Document excerpt →
User-Agent Gnus/5.13 (Gnus v5.13) Emacs/23.1 (gnu/linux)
Cancel-Lock sha1:N6xTDhUnDwSKo5IpcifMAHkAkAQ= sha1:DtVoiP/LveMVxUHp5BimTuf76rY=
Xref csiph.com comp.lang.python:99934

Show key headers only | View raw


<c.buhtz@posteo.jp> writes:

> I would like to know how this could be done more elegant/pythonic.
>
> I have a big list (over 10.000 items) with strings (each 100 to 300
> chars long) and want to filter them.
>
> list = .....
>
> for item in list[:]:
>   if 'Banana' in item:
>      list.remove(item)
>   if 'Car' in item:
>      list.remove(item)
>
> There are a lot of more conditions of course. This is just example
> code.  It doesn't look nice to me. To much redundance.

Rows →
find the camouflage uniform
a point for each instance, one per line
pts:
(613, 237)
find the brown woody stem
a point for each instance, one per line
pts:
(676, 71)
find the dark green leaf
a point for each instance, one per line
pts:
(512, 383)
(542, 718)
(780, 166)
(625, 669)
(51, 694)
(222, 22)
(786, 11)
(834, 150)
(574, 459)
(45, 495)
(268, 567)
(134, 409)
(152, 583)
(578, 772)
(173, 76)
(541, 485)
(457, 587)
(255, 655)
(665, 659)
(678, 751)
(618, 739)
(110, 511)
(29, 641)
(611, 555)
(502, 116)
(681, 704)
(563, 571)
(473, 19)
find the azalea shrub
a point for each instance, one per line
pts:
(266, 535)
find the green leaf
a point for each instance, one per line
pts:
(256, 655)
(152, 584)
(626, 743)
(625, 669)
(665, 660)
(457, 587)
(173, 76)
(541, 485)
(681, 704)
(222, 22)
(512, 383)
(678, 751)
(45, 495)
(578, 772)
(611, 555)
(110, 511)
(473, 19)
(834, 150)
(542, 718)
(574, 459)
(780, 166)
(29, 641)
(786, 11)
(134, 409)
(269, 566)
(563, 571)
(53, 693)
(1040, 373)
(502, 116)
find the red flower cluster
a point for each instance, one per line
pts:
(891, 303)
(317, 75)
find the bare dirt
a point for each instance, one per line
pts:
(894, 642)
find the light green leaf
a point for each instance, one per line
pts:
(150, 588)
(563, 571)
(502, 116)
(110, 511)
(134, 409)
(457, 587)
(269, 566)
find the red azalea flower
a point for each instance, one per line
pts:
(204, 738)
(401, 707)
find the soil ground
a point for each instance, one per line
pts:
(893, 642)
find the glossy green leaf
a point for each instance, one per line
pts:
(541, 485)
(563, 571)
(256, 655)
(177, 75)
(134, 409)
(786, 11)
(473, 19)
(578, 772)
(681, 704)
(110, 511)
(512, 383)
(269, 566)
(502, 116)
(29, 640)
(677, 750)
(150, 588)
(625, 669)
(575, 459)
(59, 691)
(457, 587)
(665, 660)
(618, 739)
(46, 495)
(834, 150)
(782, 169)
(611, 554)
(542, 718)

Goal 1 → Extract the newsgroup post's text from "Show key headers" to "to filter them.".
Goal 2 → List the header field names that appear at the start of the newsgroup post.
Goal 3 → According to the newsgroup post, how long is each string in the list?
The lines come from a different source than the newsgroup post.

Exercise solution 1 →
Show key headers only | View raw


<c.buhtz@posteo.jp> writes:

> I would like to know how this could be done more elegant/pythonic.
>
> I have a big list (over 10.000 items) with strings (each 100 to 300
> chars long) and want to filter them.

Exercise solution 2 →
User-Agent
Cancel-Lock
Xref

Exercise solution 3 → Each string is 100 to 300 characters long.